Exercise goal: Reproduce verbatim the stretch of the records from the line containing "Check that one keypoint sits on every instance of the beige" through the end of the records.

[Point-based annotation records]
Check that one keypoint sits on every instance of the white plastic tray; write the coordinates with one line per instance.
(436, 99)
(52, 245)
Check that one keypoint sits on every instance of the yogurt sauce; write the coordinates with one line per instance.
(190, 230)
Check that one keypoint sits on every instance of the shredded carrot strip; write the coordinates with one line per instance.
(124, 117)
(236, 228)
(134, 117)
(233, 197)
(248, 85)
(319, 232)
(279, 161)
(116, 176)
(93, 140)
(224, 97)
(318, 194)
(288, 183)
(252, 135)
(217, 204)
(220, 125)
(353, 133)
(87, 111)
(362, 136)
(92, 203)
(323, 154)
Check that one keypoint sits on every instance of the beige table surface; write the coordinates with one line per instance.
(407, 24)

Result of the exercise:
Check that one keypoint sits on every instance of the beige table surface; write the coordinates with one line per instance.
(407, 24)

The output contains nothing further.